Work order =>
In the records below, find the line containing "Would you be able to indicate the extended"; give it again exactly, along with every line that follows, and nothing else.
(Records begins)
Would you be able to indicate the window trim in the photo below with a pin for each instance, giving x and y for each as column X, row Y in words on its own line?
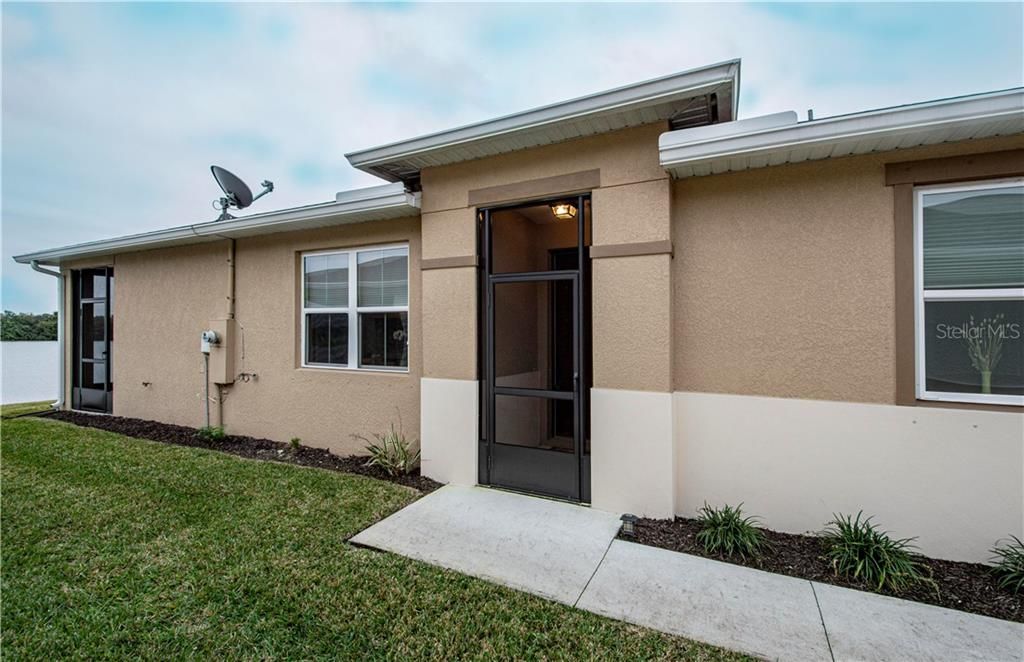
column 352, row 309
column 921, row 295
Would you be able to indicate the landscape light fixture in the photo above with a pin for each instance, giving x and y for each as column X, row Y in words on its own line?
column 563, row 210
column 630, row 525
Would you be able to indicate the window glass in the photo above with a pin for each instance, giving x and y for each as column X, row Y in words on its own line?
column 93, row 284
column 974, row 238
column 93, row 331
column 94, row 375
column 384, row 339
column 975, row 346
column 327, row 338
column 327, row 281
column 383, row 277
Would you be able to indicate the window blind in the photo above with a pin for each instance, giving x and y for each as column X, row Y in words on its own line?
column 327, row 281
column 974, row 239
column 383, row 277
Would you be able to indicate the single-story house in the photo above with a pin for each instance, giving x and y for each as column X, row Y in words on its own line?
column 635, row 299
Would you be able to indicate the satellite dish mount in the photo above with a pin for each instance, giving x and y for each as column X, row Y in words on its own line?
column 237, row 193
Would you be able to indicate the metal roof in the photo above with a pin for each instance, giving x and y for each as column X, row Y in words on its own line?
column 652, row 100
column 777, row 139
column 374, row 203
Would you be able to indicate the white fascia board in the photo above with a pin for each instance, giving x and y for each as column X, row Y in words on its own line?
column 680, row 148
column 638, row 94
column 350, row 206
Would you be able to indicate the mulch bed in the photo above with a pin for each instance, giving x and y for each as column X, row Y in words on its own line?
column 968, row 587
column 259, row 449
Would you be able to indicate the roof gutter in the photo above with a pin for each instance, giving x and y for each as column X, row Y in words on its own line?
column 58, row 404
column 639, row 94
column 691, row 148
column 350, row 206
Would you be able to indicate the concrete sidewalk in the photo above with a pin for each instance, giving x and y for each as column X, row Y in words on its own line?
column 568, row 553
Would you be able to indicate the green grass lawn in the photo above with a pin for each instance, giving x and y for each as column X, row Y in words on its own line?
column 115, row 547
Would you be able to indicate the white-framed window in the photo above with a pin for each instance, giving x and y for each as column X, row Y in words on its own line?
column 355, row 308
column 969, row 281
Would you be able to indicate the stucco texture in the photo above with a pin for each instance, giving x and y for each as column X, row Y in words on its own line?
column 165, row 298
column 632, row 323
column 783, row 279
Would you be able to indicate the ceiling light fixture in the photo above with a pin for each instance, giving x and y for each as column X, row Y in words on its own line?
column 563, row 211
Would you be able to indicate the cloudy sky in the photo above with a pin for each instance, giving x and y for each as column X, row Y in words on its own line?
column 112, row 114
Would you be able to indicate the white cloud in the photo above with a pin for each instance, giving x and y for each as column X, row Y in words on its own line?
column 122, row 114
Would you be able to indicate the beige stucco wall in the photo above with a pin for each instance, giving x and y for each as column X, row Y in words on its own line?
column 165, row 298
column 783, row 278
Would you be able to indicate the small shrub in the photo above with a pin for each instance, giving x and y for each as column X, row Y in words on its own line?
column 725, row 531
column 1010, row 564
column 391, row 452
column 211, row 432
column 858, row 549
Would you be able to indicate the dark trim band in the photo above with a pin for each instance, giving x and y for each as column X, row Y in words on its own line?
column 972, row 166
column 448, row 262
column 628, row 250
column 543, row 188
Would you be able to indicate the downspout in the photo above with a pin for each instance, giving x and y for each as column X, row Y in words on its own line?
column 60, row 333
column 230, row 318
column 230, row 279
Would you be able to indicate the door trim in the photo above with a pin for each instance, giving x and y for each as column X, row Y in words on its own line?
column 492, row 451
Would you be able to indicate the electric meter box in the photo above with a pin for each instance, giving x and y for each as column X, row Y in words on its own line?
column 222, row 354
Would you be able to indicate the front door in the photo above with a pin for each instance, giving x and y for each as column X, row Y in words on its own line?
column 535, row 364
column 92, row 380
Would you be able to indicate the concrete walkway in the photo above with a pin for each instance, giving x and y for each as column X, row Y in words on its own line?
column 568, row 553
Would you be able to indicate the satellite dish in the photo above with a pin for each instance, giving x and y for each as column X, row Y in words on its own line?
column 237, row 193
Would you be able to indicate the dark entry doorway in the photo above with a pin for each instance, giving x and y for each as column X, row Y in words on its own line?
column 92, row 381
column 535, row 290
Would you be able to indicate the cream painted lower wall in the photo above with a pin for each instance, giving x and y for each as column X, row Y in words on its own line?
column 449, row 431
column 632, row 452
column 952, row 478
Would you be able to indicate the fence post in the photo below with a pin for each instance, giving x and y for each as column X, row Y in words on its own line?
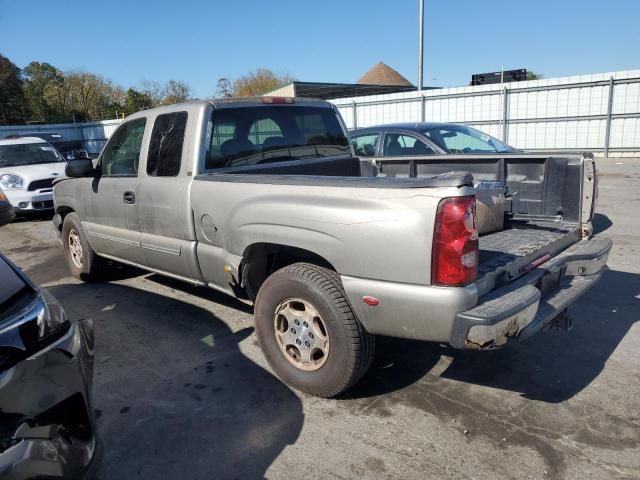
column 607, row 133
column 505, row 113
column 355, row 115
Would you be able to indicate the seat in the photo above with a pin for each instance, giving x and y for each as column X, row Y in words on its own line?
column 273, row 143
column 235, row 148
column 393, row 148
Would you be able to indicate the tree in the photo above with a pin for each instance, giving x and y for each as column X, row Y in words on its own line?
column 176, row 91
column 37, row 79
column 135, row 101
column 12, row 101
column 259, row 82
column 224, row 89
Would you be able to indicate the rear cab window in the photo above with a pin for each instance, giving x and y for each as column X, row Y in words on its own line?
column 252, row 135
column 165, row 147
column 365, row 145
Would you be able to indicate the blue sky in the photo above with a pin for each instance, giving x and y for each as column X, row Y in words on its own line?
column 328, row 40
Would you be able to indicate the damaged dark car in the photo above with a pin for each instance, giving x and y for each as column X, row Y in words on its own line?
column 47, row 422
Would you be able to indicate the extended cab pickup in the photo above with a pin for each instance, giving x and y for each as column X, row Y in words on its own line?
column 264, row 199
(Records ends)
Answer space =>
Would you be able to indicate the extended cab pickup in the photo above with a pin for each instance, giving x and y for each as column X, row Y in words on its own line?
column 264, row 199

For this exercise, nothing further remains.